■ **Quoted passage**:
A Late Beginner
Posted by krishnasmercy on May 2, 2012
“When love of God deteriorates into lust, it is very difficult to return to the normal condition. Nonetheless, Krishna consciousness is so powerful that even a late beginner can become a lover of God by following the regulative principles of devotional service.” (Shrila Prabhupada, Bhagavad-gita, 3.41 Purport)
You show up to the class late. Everyone else already heard the instruction for the day. Teams have broken out to work on the exercises assigned, so you really have no idea what is going on. You approach the teacher to see if you can join in, but they tell you that it’s too late. “You should have been here on time. I don’t even know what team to place you in. You’ll be lost. You’ll be as valuable to any team by just sitting on the sidelines and watching what they are doing.” The critical components necessary for carrying forward in a particular discipline indicate that the education must start from a beginning point. In the human being’s progression in consciousness, the proper restraints in the beginning of life are necessary; otherwise the tendency towards activities driven by illusion will strengthen. Nevertheless, the constitutional engagement is so strong that the latecomers can still save themselves, learning what they need to in order to find the right condition.
Is there something specific to be learned for the constitutional engagement to be successfully found? The Bhagavad-gita sums up the basic plight of the living entity. Through some sort of delusion the mature human mind thinks that one particular loss will greatly affect them when it actually won’t. From that fear there is hesitation over the proper course, a nagging itch to deviate from the righteous path in hopes that the future outcome can be affected. Of course there is nothing wrong with trying to find a positive condition, but when one knows what they have to do and then doesn’t do it based on the thought that they can control events that are out of their control, they fall from the righteous path.
What is the big deal in falling off of the train of righteousness? Piety exists for a reason. Honesty, cleanliness, austerity and mercy provide benefits to the living entity who practices them. Typically, we’d view these characteristics as benefitting others. If we are truthful in our dealings, others can rely on us. If we are clean both inside and out, others will want to associate with us. Through austerity, others can have ample resources to use to sustain the vital force within their body. Through mercy, we offer compassion to our fellow man, forgiving his mistakes and at the same time protecting his right to live.
But these principles are more helpful to the individual who practices them. They are the beginning steps in the purification of consciousness, which is the birthright of every living entity. The human species is the most auspicious because it carries the highest potential for achieving that goal. In a purified consciousness you can get through pretty much any situation. A righteously situated consciousness is similar to having no feelings at all through numbness, except the immunity is real and beneficial versus fake and harmful.

■ **Records shown**:

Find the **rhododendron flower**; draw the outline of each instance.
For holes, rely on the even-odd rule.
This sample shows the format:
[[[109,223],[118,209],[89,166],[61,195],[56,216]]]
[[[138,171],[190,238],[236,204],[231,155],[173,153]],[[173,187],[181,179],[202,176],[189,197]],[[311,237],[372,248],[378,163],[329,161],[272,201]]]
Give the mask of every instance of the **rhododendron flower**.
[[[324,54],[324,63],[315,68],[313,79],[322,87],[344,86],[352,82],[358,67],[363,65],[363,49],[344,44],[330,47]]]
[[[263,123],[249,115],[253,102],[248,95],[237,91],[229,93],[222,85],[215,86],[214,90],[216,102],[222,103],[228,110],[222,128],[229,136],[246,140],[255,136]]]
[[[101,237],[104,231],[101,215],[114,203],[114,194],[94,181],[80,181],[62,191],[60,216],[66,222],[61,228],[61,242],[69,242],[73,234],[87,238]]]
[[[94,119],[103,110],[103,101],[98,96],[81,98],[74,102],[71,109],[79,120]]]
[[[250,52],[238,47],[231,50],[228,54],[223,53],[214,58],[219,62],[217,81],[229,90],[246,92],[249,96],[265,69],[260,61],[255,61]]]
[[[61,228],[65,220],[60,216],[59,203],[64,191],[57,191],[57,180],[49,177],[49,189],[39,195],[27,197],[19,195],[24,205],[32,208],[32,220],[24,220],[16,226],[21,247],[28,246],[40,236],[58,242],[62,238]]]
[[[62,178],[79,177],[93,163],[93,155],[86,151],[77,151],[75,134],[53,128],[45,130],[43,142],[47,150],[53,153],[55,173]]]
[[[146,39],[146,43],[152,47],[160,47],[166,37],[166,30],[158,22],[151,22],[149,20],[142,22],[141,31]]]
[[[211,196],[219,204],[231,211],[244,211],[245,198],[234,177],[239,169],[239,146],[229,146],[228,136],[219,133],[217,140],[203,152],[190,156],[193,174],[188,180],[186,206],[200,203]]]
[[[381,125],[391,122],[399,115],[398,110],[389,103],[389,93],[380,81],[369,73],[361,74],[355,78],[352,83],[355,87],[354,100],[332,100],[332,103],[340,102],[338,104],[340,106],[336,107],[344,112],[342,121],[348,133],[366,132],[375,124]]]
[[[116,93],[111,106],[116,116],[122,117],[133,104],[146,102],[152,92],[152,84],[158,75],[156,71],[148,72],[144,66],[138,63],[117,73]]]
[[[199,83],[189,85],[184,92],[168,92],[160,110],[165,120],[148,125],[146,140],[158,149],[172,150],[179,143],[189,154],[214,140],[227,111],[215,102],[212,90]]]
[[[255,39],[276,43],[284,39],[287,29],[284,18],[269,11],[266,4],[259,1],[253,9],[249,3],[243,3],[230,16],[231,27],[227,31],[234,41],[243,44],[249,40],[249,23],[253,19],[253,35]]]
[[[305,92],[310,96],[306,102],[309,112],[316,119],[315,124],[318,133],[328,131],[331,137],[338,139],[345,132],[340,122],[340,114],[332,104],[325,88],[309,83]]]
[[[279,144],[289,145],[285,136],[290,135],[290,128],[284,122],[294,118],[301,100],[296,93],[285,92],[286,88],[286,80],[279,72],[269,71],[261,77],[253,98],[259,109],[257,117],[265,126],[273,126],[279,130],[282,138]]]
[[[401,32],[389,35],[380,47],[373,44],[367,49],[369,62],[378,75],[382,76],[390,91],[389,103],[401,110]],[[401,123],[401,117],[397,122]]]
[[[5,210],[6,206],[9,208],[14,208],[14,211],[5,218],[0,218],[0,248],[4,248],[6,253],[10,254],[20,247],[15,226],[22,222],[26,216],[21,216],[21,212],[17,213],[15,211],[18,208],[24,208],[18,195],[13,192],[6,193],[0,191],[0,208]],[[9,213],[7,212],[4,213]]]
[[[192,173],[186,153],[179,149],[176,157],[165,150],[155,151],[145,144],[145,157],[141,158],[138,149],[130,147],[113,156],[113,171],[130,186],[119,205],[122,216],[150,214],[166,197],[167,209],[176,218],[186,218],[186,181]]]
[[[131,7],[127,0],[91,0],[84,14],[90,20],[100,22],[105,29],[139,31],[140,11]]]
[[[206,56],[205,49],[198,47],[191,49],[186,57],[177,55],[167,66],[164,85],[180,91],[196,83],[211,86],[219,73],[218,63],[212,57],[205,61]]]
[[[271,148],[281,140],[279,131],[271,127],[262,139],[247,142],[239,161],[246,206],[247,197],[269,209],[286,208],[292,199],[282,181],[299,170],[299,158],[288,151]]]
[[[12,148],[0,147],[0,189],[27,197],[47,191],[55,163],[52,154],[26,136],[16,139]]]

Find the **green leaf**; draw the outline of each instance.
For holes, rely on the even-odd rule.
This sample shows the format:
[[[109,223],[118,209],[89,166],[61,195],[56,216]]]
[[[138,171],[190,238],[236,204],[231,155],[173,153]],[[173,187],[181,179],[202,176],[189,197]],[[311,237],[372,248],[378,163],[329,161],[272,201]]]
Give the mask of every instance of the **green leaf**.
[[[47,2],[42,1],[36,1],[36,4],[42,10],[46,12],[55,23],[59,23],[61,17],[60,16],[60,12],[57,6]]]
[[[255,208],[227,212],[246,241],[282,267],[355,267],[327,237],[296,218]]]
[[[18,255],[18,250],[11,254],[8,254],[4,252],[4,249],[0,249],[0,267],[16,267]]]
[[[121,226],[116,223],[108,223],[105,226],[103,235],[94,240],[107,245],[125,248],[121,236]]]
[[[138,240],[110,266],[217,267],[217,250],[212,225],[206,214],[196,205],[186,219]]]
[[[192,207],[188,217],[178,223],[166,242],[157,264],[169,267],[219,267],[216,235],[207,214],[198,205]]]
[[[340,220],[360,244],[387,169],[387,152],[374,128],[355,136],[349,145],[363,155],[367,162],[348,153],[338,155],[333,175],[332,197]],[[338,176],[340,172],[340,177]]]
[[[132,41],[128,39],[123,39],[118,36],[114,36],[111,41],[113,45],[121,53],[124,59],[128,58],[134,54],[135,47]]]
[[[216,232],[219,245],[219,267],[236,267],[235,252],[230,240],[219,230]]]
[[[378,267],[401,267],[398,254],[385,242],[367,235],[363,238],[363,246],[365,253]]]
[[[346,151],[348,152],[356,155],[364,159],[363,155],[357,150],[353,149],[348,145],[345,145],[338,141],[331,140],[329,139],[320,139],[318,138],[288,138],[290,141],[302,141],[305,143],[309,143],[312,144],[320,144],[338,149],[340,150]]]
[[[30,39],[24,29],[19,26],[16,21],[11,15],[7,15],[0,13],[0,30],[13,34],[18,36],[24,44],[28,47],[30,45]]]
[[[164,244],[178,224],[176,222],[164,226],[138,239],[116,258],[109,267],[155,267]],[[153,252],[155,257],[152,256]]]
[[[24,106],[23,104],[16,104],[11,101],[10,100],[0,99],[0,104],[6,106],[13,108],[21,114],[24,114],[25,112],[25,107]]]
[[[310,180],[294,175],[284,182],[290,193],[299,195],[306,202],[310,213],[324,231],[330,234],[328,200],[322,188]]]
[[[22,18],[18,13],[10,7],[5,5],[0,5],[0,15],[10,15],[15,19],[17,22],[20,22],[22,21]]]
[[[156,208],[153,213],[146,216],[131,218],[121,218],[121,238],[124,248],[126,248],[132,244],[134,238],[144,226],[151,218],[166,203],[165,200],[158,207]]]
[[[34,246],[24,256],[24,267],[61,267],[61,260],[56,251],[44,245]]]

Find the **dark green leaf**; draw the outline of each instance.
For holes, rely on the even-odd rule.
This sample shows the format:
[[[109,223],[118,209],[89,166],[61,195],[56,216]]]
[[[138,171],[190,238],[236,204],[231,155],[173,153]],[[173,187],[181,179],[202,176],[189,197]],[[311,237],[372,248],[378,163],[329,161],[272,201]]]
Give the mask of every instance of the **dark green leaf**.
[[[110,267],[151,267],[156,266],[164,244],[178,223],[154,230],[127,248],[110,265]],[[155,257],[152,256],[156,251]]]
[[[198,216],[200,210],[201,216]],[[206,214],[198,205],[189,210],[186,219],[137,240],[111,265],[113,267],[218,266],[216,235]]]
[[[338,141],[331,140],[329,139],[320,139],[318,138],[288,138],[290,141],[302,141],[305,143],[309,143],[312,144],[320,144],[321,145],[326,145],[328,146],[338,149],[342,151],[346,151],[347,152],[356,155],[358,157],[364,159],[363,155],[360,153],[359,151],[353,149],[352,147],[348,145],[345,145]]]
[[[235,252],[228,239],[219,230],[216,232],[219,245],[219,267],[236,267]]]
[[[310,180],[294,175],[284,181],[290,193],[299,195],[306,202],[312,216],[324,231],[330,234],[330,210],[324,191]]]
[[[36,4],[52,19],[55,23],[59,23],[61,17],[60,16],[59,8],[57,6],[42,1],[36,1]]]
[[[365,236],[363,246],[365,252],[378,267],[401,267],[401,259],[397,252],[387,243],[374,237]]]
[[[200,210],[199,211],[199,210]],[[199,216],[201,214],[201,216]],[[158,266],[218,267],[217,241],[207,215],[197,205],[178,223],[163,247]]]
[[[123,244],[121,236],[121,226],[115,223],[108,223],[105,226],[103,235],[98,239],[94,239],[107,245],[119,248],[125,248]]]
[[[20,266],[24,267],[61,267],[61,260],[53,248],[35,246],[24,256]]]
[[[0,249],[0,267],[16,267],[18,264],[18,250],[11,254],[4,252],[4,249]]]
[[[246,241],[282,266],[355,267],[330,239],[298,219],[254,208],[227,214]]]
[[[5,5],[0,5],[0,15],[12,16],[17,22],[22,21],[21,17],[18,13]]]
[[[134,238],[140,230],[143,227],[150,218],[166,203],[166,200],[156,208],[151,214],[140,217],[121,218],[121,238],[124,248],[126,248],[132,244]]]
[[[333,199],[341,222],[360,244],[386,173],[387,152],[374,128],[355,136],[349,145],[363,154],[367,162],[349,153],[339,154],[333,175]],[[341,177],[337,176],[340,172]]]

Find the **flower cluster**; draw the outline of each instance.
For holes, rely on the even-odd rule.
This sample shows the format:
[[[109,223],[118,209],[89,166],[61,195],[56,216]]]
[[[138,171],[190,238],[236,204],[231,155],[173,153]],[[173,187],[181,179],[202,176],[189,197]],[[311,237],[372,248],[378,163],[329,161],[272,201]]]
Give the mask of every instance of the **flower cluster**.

■ **Written tasks**:
1. Copy the stretch of the late-beginner post from "What is the" through "right to live.".
2. Which four qualities does the late-beginner post name as providing benefits to the living entity who practices them?
3. Turn the paragraph of the late-beginner post that begins "What is the big deal in falling off" into a short list that keeps its main facts.
The listing is separate from the late-beginner post.

■ **Solutions**:
1.
What is the big deal in falling off of the train of righteousness? Piety exists for a reason. Honesty, cleanliness, austerity and mercy provide benefits to the living entity who practices them. Typically, we’d view these characteristics as benefitting others. If we are truthful in our dealings, others can rely on us. If we are clean both inside and out, others will want to associate with us. Through austerity, others can have ample resources to use to sustain the vital force within their body. Through mercy, we offer compassion to our fellow man, forgiving his mistakes and at the same time protecting his right to live.

2. Honesty, cleanliness, austerity and mercy.

3.
- Piety exists for a reason: honesty, cleanliness, austerity and mercy benefit the person who practices them.
- We usually see these traits as helping others:
  - Truthfulness lets others rely on us.
  - Being clean inside and out makes others want to associate with us.
  - Austerity leaves others ample resources to sustain the vital force in their bodies.
  - Mercy offers compassion, forgiving others' mistakes while protecting their right to live.